### PASSAGE TO READ
━━━━━━━━

Benchmarking Results for MPI-based federated learning
Please visit the following link to check the latest benchmark experimental results: https://app.wandb.ai/automl/fedml/reports/FedML-Benchmark-Experimental-Results--VmlldzoxODE2NTU FedML white paper (https://arxiv.org/pdf/2007.13518.pdf) also summarizes the dataset list and related benchmarks. We refer the hyper-parameters and reproduce results from many top-tier ML conferences. Please check details of our reference hyperparameters as follows.
Linear Models
Data | Model | Alg | Partition | #C | #C_p | bs | c_opt | lr | e | #R | acc |
---|---|---|---|---|---|---|---|---|---|---|---|
MNIST | LR | FedAvg | Power Law | 1000 | 10 | 10 | SGD | 0.03 | 1 | >100 | >75 |
Federated EMNIST | LR | FedAvg | Power Law | 200 | 10 | 10 | SGD | 0.003 | 1 | >200 | 10~40 |
Synthetic(α,β) | LR | FedAvg | Power Law | 30 | 10 | 10 | SGD | 0.01 | 1 | >200 | >60 |
Note: #C stands for client_num_in_total; #C_p stands for client_num_per_round; bs = batch_size; c_opt = client optimizer; e = epoch; #R = number of rounds; acc = accuracy. For Synthetic(α,β), (α,β) is chosen from (0,0), (0.5,0.5), (1,1)

━━━━━━━━

### SUPPLIED DATA
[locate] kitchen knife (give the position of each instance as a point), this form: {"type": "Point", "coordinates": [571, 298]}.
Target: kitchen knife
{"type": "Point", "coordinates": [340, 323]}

━━━━━━━━

Decide whether each statement agrees with the federated learning benchmark page, answering yes or no and quoting the words from the page that settle it. 1. The MNIST setup uses 1000 clients in total. 2. Federated EMNIST is trained with a learning rate of 0.01. 3. One of the (α,β) pairs chosen for Synthetic(α,β) is (0.5,0.5).

### WORKED ANSWER
1. Yes: "MNIST | LR | FedAvg | Power Law | 1000 | 10 | 10 | SGD | 0.03"
2. No: "Federated EMNIST | LR | FedAvg | Power Law | 200 | 10 | 10 | SGD | 0.003"
3. Yes: "(α,β) is chosen from (0,0), (0.5,0.5), (1,1)"